* BEGIN *

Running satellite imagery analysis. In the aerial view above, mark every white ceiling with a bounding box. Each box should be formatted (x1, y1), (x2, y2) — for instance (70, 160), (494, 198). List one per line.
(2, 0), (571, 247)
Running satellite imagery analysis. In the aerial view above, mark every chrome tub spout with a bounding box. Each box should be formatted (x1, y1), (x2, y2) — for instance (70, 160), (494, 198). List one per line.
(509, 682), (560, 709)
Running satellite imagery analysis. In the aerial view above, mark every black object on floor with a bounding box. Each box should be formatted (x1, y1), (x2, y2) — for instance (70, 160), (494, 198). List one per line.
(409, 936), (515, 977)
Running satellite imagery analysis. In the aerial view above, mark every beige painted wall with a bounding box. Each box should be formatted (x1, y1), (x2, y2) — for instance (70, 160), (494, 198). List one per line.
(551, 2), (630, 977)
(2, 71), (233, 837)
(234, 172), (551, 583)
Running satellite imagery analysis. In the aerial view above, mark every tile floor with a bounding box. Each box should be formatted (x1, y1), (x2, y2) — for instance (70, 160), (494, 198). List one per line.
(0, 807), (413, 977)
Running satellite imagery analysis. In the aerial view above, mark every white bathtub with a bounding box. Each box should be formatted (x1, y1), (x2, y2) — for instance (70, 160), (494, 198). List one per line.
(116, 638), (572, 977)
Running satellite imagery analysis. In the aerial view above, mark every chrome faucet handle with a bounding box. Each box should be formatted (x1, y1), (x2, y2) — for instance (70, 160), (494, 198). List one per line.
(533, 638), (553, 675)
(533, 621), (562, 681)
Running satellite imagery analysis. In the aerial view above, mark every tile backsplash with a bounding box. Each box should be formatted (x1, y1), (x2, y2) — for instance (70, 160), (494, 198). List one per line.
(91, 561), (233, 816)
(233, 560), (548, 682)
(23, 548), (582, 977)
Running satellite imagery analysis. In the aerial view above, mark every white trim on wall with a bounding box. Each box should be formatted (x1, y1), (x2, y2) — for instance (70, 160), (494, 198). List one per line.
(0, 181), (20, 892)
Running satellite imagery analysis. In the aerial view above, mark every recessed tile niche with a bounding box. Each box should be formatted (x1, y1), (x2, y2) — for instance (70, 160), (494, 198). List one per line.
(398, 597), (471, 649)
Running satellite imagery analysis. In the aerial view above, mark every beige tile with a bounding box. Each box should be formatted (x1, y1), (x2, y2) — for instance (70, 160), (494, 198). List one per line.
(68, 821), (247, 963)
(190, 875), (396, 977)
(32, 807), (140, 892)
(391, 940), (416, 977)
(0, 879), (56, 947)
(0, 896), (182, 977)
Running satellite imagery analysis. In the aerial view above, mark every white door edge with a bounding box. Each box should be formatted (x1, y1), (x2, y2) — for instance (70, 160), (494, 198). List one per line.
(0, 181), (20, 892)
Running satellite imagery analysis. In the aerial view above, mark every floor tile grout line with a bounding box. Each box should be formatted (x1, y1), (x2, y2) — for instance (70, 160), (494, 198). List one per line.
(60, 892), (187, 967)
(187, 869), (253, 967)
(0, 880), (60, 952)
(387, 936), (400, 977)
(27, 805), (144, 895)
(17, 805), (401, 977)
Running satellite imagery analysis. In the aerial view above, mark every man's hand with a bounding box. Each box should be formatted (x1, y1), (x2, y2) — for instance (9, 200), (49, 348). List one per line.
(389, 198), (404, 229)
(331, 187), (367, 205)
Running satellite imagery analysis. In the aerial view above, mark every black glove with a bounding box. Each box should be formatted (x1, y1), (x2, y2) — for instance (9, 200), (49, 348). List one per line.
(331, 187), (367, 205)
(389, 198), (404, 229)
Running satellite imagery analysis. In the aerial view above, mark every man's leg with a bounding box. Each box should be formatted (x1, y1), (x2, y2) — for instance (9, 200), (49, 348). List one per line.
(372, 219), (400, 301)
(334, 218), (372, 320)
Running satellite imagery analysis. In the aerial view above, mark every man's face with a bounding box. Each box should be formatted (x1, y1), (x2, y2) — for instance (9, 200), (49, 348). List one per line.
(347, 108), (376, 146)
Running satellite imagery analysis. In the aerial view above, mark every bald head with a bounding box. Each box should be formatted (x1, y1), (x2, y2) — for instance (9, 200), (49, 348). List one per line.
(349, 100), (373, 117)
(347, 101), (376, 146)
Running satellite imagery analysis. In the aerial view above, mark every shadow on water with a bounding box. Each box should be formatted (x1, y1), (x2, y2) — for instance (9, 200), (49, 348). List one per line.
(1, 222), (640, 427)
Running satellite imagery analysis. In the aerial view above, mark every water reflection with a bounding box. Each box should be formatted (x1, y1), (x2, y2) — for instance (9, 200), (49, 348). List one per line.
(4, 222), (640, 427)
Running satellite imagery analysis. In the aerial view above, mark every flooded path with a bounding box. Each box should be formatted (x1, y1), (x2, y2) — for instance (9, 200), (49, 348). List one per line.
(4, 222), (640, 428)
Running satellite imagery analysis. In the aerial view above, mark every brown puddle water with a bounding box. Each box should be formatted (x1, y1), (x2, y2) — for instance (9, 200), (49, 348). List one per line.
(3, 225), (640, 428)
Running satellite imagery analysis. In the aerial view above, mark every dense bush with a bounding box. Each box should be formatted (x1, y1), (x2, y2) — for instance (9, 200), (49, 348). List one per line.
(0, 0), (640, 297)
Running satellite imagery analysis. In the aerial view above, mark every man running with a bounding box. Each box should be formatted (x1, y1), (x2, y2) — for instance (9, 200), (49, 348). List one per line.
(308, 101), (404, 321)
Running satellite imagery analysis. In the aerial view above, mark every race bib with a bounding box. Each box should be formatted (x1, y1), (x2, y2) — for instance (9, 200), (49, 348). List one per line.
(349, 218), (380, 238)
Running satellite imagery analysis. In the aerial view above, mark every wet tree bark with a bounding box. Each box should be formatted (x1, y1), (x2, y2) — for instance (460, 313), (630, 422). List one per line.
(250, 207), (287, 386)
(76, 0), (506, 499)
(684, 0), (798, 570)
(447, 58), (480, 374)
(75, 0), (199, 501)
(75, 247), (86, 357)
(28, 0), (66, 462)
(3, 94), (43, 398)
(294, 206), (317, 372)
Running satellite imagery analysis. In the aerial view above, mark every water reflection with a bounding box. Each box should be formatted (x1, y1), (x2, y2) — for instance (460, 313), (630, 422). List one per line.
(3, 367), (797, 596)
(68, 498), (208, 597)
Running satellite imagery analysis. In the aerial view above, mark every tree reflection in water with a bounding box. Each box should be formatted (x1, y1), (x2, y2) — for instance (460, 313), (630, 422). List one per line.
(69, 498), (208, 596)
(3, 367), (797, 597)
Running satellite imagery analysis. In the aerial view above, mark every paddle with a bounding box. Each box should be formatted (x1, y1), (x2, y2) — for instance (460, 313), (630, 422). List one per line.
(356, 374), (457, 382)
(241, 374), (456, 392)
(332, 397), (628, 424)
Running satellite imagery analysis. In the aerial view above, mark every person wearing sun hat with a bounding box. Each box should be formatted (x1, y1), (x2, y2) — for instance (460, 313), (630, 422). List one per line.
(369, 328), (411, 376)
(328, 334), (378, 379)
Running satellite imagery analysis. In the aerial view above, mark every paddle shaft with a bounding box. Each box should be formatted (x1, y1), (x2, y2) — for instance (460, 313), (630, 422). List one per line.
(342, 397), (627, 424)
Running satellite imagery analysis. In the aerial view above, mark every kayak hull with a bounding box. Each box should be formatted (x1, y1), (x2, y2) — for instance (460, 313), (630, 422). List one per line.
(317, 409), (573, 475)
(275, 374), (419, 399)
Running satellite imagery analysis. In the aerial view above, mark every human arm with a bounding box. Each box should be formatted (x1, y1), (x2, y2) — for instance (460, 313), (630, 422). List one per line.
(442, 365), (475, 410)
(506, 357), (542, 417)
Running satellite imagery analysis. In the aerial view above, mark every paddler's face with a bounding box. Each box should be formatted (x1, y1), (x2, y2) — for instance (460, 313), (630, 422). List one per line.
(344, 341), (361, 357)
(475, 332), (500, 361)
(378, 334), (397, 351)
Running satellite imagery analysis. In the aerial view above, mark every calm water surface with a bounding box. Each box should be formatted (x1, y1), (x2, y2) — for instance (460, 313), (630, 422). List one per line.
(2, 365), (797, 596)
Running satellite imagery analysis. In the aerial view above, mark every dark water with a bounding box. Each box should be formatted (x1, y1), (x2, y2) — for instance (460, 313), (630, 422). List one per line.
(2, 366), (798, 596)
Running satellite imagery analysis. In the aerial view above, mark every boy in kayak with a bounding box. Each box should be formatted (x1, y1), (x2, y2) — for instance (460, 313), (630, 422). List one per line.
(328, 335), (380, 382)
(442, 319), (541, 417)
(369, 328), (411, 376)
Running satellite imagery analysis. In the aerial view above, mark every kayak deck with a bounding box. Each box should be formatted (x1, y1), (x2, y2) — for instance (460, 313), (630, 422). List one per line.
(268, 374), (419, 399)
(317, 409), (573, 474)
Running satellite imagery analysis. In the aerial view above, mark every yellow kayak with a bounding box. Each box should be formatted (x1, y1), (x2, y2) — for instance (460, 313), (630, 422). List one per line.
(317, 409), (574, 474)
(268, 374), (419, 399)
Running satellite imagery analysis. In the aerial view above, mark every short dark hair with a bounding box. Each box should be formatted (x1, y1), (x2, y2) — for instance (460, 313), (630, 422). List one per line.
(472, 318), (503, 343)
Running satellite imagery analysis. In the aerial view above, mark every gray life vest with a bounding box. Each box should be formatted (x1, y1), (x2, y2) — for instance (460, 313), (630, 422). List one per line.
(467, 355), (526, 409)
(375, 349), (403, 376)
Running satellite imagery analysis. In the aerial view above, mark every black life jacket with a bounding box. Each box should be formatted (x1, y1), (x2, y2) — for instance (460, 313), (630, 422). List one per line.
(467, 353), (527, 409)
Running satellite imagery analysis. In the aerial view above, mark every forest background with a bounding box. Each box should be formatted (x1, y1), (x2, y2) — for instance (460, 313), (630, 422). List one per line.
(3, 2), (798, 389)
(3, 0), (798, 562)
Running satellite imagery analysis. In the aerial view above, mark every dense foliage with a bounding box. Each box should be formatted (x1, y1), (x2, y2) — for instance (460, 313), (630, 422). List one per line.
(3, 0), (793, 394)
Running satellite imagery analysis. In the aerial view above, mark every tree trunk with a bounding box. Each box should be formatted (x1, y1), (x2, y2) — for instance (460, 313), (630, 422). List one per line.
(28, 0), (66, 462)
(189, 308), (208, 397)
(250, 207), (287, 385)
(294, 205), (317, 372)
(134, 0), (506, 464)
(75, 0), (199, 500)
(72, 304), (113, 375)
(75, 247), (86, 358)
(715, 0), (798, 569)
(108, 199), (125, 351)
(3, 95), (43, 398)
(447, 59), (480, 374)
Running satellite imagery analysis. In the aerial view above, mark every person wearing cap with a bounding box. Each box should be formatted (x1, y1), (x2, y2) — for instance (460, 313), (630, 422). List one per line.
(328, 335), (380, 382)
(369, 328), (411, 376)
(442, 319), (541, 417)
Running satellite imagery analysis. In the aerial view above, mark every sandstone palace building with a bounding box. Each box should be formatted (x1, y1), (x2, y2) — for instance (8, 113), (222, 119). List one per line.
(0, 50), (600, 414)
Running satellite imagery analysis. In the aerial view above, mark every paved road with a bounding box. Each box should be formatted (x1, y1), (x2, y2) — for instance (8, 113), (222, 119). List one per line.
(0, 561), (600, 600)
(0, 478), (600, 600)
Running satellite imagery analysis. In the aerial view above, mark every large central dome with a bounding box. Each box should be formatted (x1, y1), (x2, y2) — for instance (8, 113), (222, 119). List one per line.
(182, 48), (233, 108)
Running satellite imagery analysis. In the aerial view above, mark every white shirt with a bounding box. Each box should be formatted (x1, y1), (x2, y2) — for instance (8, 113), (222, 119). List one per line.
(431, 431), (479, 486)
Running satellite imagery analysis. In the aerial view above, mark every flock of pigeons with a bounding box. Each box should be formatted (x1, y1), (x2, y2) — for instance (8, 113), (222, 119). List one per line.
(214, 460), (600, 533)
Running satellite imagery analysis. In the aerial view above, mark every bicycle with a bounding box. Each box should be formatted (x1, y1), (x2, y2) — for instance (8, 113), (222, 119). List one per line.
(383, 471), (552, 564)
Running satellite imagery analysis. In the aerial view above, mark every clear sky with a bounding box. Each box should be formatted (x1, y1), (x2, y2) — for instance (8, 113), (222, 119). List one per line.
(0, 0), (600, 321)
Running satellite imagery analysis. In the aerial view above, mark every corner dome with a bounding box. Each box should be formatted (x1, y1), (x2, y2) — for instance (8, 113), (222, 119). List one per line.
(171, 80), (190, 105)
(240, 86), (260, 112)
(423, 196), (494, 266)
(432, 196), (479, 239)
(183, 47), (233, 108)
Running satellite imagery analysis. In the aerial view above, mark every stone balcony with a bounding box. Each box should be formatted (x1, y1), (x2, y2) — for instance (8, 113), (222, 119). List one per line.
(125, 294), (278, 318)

* END *

» Stated problem
Give the part of the entries that opens with the line containing "mark every gray" and closes with the line containing "(3, 0), (793, 394)" as a JSON list of strings, one string per line, with blank lines left out.

» Solution for this problem
[
  "Running satellite imagery analysis. In the aerial view above, mark every gray life vest with a bounding box. Each box should be formatted (x1, y1), (x2, y2) — for instance (460, 313), (630, 422). List one per line.",
  "(467, 355), (526, 409)",
  "(375, 349), (403, 376)",
  "Running satellite imagery analysis. In the aerial view above, mark every black life jacket with a bounding box. Each box should be formatted (x1, y1), (x2, y2) — for instance (460, 313), (630, 422). List one per line.",
  "(467, 353), (527, 409)",
  "Running satellite imagery analysis. In the aerial view above, mark every forest background with a bounding box. Each box should be formatted (x1, y1), (x2, y2) — for instance (460, 313), (630, 422). List one per line.",
  "(3, 2), (798, 389)",
  "(3, 0), (798, 562)",
  "Running satellite imagery analysis. In the aerial view above, mark every dense foliage with a bounding box. Each box should be formatted (x1, y1), (x2, y2) — for instance (460, 313), (630, 422). List one per line.",
  "(3, 0), (793, 394)"
]